→ EXERCISE INSTRUCTIONS
Return each line of the listing below, unchanged, and omit the images.
+ + +
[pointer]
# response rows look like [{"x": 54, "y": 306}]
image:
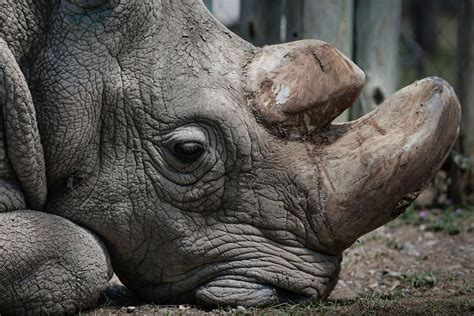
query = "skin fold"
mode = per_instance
[{"x": 145, "y": 136}]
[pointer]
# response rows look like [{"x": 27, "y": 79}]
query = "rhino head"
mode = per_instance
[{"x": 210, "y": 168}]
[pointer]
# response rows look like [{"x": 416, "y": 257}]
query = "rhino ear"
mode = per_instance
[
  {"x": 300, "y": 87},
  {"x": 24, "y": 160}
]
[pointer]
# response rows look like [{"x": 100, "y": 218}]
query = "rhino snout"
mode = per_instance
[{"x": 371, "y": 169}]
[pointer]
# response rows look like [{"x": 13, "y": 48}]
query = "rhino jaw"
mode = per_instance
[{"x": 374, "y": 167}]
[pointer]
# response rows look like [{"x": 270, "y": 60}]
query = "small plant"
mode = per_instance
[
  {"x": 410, "y": 216},
  {"x": 393, "y": 243},
  {"x": 425, "y": 279},
  {"x": 448, "y": 222}
]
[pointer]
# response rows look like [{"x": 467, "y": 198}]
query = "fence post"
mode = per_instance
[
  {"x": 260, "y": 21},
  {"x": 465, "y": 85},
  {"x": 376, "y": 50},
  {"x": 327, "y": 20}
]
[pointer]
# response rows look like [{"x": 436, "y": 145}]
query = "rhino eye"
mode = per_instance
[
  {"x": 89, "y": 4},
  {"x": 188, "y": 152}
]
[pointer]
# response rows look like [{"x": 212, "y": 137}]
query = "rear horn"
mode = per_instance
[{"x": 302, "y": 86}]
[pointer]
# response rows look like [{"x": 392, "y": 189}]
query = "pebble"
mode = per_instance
[{"x": 241, "y": 309}]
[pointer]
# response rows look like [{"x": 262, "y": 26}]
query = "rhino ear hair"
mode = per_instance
[
  {"x": 20, "y": 131},
  {"x": 300, "y": 87}
]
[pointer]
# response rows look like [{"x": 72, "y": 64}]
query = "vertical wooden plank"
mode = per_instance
[
  {"x": 260, "y": 21},
  {"x": 327, "y": 20},
  {"x": 465, "y": 85},
  {"x": 376, "y": 50}
]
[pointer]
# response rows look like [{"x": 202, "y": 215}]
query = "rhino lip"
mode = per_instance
[{"x": 246, "y": 291}]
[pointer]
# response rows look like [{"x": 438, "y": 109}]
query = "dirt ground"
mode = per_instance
[{"x": 420, "y": 264}]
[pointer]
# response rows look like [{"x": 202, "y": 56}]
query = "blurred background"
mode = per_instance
[{"x": 395, "y": 42}]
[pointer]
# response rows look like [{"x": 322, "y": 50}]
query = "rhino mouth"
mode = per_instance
[{"x": 241, "y": 290}]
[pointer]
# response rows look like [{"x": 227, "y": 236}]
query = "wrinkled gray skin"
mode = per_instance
[{"x": 95, "y": 96}]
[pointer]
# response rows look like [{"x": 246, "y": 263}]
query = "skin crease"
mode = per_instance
[{"x": 118, "y": 86}]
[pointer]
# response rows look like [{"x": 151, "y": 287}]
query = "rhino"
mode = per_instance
[{"x": 143, "y": 137}]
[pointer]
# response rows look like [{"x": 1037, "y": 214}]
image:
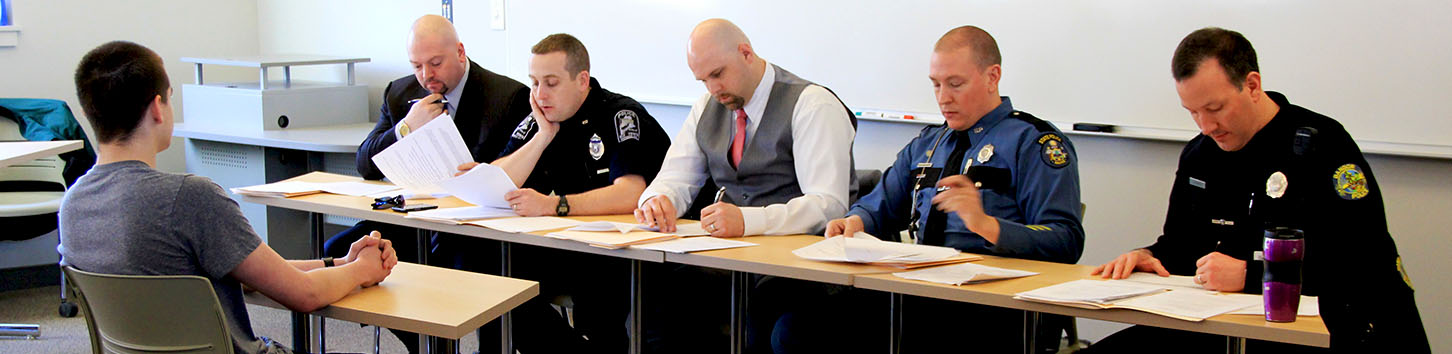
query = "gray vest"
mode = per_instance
[{"x": 767, "y": 173}]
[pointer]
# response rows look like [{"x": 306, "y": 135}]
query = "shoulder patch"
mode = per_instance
[
  {"x": 1038, "y": 124},
  {"x": 524, "y": 128},
  {"x": 1051, "y": 148},
  {"x": 1351, "y": 182},
  {"x": 627, "y": 125}
]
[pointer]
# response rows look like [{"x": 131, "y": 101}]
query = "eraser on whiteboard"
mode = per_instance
[{"x": 1094, "y": 128}]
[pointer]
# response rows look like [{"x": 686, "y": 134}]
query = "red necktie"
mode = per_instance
+ + +
→ EXERCISE RESULT
[pointer]
# response rows look like [{"x": 54, "y": 306}]
image:
query = "skin fold"
mode = per_instance
[{"x": 145, "y": 136}]
[pointer]
# response rows look like [{"x": 27, "y": 79}]
query = "rhino head"
mode = per_instance
[{"x": 210, "y": 168}]
[pointer]
# response rows look like [{"x": 416, "y": 257}]
query = "rhino ear"
mode = per_instance
[
  {"x": 300, "y": 87},
  {"x": 24, "y": 160}
]
[pointer]
# response rows look like [{"x": 100, "y": 218}]
query = "rhino snout"
mode = per_instance
[{"x": 371, "y": 169}]
[pointer]
# response rows look like [{"x": 13, "y": 48}]
query = "rhino jaw"
mode = per_instance
[{"x": 374, "y": 167}]
[pointer]
# response rows look like [{"x": 270, "y": 60}]
query = "small plant"
mode = per_instance
[
  {"x": 410, "y": 216},
  {"x": 393, "y": 243},
  {"x": 425, "y": 279},
  {"x": 448, "y": 222}
]
[pointer]
# response rows look like [{"x": 467, "y": 198}]
query = "fence post"
mode = per_instance
[
  {"x": 260, "y": 21},
  {"x": 465, "y": 85},
  {"x": 376, "y": 50},
  {"x": 327, "y": 20}
]
[pointer]
# response rows look like [{"x": 436, "y": 145}]
query = "rhino eye"
mode = per_instance
[
  {"x": 89, "y": 4},
  {"x": 188, "y": 152}
]
[pointer]
# response rows look like [{"x": 212, "y": 137}]
query = "rear horn"
mode = per_instance
[{"x": 302, "y": 86}]
[pointer]
# response rows look like [{"x": 392, "y": 189}]
query = "pebble"
mode = per_instance
[{"x": 241, "y": 309}]
[pointer]
# response rows look like [{"x": 262, "y": 26}]
query = "rhino ear hair"
mode = per_instance
[
  {"x": 20, "y": 131},
  {"x": 300, "y": 87}
]
[pointer]
# response rows look like [{"x": 72, "y": 64}]
query = "vertical wooden plank"
mode = per_instance
[
  {"x": 260, "y": 21},
  {"x": 327, "y": 20},
  {"x": 465, "y": 85},
  {"x": 376, "y": 50}
]
[pointer]
# response rows look like [{"x": 202, "y": 215}]
query = "rhino lip"
mode = per_instance
[{"x": 246, "y": 291}]
[pointer]
# response rows look like [{"x": 438, "y": 109}]
query = "dirt ground"
mode = per_instance
[{"x": 420, "y": 264}]
[pointer]
# response rows look like [{"x": 202, "y": 56}]
query = "blurred background"
mode = per_instance
[{"x": 395, "y": 42}]
[pointer]
# response rows look like [{"x": 322, "y": 50}]
query = "rhino mouth"
mode = per_instance
[{"x": 241, "y": 290}]
[pointer]
# response rows look like [{"x": 227, "y": 236}]
query = "wrinkled gray skin"
mode = per_instance
[{"x": 95, "y": 96}]
[pointer]
# response rows look like [{"x": 246, "y": 263}]
query = "skin crease"
mode = per_instance
[{"x": 118, "y": 86}]
[pointer]
# response rows look like [{"x": 151, "y": 287}]
query = "rhino"
mode = per_instance
[{"x": 143, "y": 137}]
[pointer]
# response rows look like [{"x": 1037, "y": 214}]
image:
query = "gray vest"
mode = per_instance
[{"x": 767, "y": 173}]
[pointer]
# response rows look like [{"x": 306, "y": 135}]
query = "shoulder patch"
mode = per_instance
[
  {"x": 1038, "y": 124},
  {"x": 524, "y": 128},
  {"x": 1051, "y": 148},
  {"x": 1351, "y": 182},
  {"x": 627, "y": 125}
]
[pointer]
# response rows look like [{"x": 131, "y": 101}]
query = "eraser on whiteboard"
mode = per_instance
[{"x": 1094, "y": 128}]
[pointer]
# response rows look like [{"x": 686, "y": 134}]
query = "red necktie"
mode = per_instance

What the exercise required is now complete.